- Exercise instructions: Write out each line of the material below as a numbered list, skipping blank lines. Leave any pictures out of your answer.
-*-
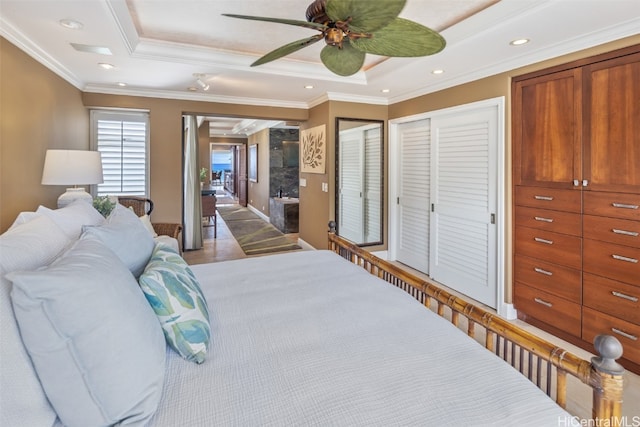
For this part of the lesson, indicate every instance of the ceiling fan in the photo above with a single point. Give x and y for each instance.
(353, 28)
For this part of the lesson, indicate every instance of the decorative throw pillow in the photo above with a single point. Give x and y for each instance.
(175, 295)
(27, 246)
(73, 217)
(93, 339)
(125, 235)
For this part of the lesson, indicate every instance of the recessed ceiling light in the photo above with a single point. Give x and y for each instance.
(71, 24)
(518, 42)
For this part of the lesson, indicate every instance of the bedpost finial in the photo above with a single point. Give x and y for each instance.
(609, 349)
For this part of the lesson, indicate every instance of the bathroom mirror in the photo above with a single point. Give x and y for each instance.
(359, 180)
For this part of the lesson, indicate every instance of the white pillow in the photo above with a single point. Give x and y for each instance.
(72, 217)
(94, 340)
(125, 235)
(26, 246)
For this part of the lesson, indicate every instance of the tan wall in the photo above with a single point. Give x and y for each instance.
(258, 195)
(38, 110)
(492, 87)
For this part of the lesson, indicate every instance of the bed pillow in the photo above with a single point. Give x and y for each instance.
-*-
- Written response:
1. For this part of the lesson, indicate every instance of the ceiling fan in the photo above with a single point. Give x and y for each instance.
2. (353, 28)
3. For this part of the lesson, indicate every instance of the decorative throw pillow in the photo above with a single point. Give x and y for each instance.
4. (175, 295)
5. (27, 246)
6. (73, 217)
7. (93, 339)
8. (125, 235)
9. For this part of the lesson, indicate every instance of the recessed ceiling light in the photo above with a single point. Give x and y for each instance.
10. (71, 24)
11. (518, 42)
12. For this part of the lesson, indicate every instance of the bedpost finial in the photo above with a single point. Give x and y for each instance.
13. (609, 349)
14. For this part of the lesson, indicate every instance of the bathroom mirror in the photo above with a single point. Give x and y for each instance.
15. (359, 180)
16. For this part of the lesson, indicate every instance of the white pillow in the photo above with a single point. Give x and y for each instance.
17. (72, 217)
18. (94, 340)
19. (125, 235)
20. (26, 246)
21. For this part of the lesson, indicate every instance of the tan wall in the photo above with a single point. Give x and y for each instance.
22. (258, 195)
23. (38, 110)
24. (492, 87)
25. For this part of the lesson, indicate every instance of the bed pillow in the photo above with a single point. Give x and y for each instance.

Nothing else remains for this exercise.